→ WORK TO COMPLETE:
Which lines run from the one containing "For every instance of the framed" to the end of the entries? Quote them exactly, and nothing else.

*** DATA IN THIS EXERCISE

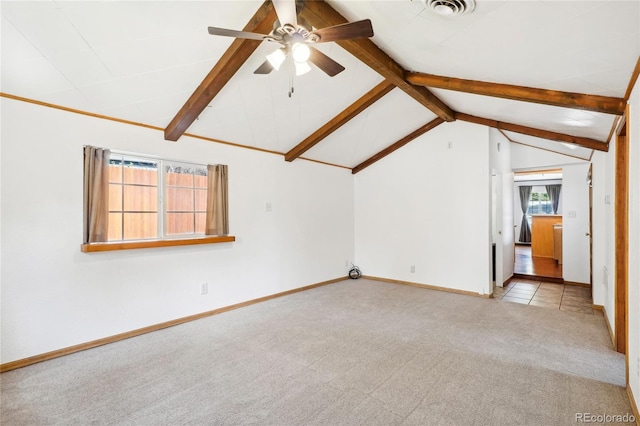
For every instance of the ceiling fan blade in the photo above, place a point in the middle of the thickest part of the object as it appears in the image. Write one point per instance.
(348, 31)
(265, 68)
(238, 34)
(325, 63)
(286, 11)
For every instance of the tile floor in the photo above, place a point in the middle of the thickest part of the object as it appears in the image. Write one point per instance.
(547, 295)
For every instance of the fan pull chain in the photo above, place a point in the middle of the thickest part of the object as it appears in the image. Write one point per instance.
(291, 89)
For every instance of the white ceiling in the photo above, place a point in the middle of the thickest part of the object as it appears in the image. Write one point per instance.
(140, 61)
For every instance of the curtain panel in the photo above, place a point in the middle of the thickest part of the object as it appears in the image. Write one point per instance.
(96, 194)
(554, 196)
(217, 221)
(525, 230)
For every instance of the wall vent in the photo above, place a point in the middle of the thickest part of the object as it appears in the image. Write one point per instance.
(450, 7)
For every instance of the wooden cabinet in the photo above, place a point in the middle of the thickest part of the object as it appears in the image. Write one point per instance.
(542, 241)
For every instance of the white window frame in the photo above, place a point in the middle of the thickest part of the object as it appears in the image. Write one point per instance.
(161, 232)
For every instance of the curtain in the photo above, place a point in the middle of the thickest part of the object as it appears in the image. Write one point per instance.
(554, 196)
(96, 194)
(217, 222)
(525, 231)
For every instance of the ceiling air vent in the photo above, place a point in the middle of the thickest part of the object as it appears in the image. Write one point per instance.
(450, 7)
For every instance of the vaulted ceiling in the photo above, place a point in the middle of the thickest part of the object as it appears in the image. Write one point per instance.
(550, 74)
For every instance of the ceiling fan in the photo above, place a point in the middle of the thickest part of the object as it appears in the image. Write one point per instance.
(297, 38)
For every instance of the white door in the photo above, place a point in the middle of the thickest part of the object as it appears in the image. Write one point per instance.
(508, 230)
(505, 245)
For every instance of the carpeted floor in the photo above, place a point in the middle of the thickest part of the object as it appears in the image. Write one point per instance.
(351, 353)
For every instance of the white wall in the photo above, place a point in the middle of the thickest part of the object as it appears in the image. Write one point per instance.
(503, 234)
(54, 296)
(526, 157)
(429, 206)
(602, 228)
(633, 130)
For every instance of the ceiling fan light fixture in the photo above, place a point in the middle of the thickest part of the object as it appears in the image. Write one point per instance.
(450, 7)
(276, 58)
(300, 52)
(443, 9)
(302, 68)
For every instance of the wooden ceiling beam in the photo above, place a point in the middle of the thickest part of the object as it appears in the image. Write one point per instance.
(539, 133)
(230, 62)
(321, 15)
(339, 120)
(402, 142)
(604, 104)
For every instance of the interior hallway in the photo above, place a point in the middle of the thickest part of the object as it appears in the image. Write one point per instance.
(547, 294)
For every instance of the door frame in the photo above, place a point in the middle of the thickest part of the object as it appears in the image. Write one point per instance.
(622, 239)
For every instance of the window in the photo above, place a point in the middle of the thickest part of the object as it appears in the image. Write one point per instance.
(539, 202)
(133, 198)
(137, 198)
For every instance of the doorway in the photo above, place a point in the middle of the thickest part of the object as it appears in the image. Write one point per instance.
(538, 225)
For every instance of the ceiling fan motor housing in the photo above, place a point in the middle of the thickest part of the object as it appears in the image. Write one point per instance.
(450, 7)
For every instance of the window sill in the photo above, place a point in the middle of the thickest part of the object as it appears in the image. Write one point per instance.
(129, 245)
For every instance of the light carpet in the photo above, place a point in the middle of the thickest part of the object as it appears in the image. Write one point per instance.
(358, 352)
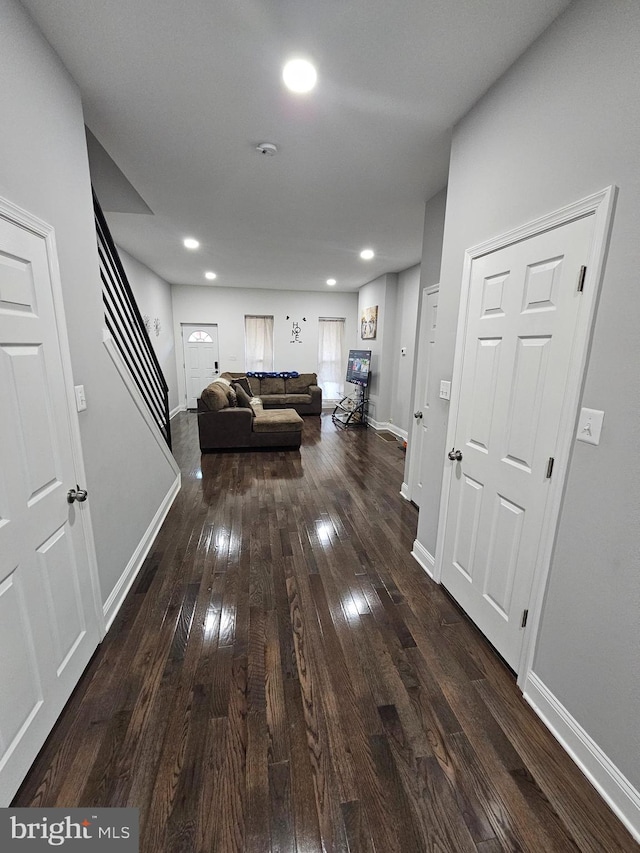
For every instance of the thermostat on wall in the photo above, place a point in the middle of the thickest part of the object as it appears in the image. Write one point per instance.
(445, 390)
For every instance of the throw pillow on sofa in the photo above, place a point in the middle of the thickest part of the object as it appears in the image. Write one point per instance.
(271, 385)
(244, 399)
(244, 383)
(300, 384)
(215, 397)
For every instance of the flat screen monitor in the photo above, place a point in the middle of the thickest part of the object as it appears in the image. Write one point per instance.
(359, 366)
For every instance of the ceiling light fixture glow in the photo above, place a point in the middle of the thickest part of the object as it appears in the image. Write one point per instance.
(299, 75)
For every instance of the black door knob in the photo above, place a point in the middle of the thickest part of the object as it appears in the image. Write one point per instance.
(76, 494)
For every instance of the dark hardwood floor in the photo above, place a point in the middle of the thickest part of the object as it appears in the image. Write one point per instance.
(284, 677)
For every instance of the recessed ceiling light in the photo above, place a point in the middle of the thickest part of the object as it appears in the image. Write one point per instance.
(299, 75)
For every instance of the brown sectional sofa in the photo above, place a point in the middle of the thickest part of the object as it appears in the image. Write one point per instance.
(227, 417)
(301, 392)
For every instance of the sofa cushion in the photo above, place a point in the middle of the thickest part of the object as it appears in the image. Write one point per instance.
(271, 385)
(286, 400)
(215, 397)
(300, 384)
(278, 420)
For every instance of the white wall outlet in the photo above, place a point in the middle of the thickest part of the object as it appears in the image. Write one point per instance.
(590, 426)
(81, 400)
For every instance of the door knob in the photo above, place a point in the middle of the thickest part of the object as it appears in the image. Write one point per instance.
(76, 494)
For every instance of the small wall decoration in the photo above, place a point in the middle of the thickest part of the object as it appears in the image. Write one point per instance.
(369, 323)
(296, 330)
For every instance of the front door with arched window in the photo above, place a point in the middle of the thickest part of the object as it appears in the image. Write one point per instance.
(201, 364)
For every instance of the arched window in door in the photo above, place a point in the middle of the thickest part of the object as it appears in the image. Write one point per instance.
(200, 337)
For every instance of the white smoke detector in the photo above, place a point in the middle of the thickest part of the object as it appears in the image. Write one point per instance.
(267, 148)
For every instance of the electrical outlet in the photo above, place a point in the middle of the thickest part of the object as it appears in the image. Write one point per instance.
(81, 400)
(590, 426)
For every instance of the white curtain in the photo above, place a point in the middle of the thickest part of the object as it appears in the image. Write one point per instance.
(258, 343)
(331, 357)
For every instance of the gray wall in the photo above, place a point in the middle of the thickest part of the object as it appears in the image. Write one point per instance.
(407, 297)
(561, 124)
(439, 409)
(44, 169)
(382, 292)
(153, 295)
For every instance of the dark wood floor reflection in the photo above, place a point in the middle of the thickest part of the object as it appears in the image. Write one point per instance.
(284, 677)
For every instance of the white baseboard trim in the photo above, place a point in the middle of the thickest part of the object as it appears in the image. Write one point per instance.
(611, 784)
(424, 558)
(122, 587)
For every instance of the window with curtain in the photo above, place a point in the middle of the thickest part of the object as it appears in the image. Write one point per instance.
(331, 357)
(258, 343)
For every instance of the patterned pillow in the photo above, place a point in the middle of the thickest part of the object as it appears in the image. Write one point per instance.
(271, 385)
(215, 397)
(300, 384)
(244, 383)
(242, 397)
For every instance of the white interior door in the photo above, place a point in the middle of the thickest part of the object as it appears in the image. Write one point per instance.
(423, 393)
(521, 321)
(48, 622)
(200, 359)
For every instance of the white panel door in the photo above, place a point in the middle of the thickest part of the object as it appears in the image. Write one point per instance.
(522, 315)
(200, 359)
(48, 623)
(423, 394)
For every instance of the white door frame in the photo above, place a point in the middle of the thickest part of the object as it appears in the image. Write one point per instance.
(600, 205)
(16, 215)
(421, 368)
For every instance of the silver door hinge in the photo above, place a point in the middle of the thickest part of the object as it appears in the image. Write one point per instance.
(581, 278)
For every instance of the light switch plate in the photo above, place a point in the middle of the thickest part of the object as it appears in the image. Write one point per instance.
(590, 426)
(81, 400)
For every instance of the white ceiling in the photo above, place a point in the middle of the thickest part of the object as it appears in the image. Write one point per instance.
(180, 93)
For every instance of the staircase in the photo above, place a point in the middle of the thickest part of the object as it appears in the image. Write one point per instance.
(126, 326)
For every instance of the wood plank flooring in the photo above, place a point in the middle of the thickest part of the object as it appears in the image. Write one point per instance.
(284, 677)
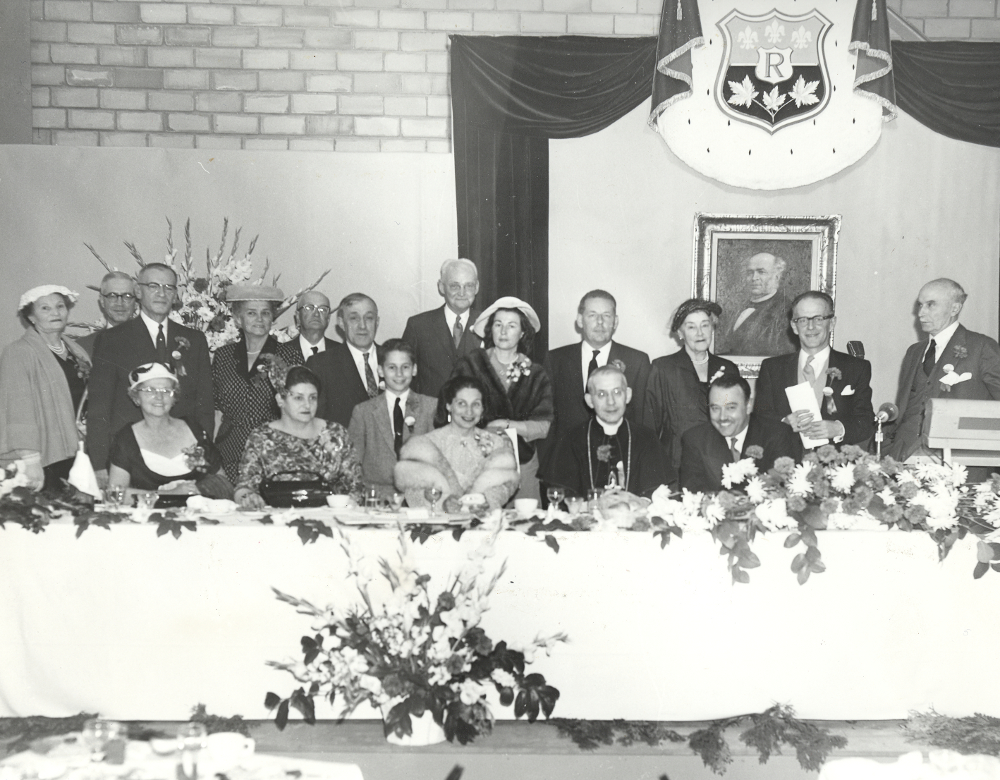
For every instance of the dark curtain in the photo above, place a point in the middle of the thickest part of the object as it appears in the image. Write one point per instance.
(951, 87)
(509, 96)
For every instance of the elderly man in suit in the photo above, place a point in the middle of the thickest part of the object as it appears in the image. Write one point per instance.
(348, 371)
(571, 365)
(441, 336)
(312, 317)
(729, 435)
(116, 300)
(935, 368)
(381, 425)
(842, 383)
(147, 338)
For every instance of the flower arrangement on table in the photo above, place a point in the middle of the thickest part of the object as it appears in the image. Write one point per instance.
(202, 298)
(419, 650)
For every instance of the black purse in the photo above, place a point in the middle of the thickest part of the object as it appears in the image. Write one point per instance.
(294, 492)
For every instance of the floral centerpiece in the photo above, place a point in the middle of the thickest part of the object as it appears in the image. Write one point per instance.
(202, 303)
(420, 650)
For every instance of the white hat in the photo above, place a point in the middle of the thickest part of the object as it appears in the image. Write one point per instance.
(46, 289)
(507, 302)
(148, 371)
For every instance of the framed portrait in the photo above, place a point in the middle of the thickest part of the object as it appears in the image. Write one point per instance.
(753, 267)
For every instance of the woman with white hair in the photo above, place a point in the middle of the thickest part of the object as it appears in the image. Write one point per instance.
(43, 380)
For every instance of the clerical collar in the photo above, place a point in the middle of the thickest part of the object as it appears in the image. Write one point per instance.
(609, 430)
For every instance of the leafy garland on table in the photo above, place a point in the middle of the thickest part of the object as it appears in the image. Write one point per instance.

******

→ ANSWER TO THIS EXERCISE:
For every instance of the framed portrait in the photo above, place a point in the middle of the thickest part of the object as it appears in the image. Write one point per instance.
(753, 267)
For every instance of the woman with white hair in the photo above, place a point in the middle of the thickest part of the object as it appears in the image. Write one point per instance.
(43, 380)
For every instance of the clerical collar in the photo above, place a point in the middle of the thickest part of the object as it appears in the image. Write one point per instance.
(609, 430)
For every instance of the leafy garland on table in the photo above, place a point in the middle of the thickest part of the object as it appears in the image. Write one point per instance.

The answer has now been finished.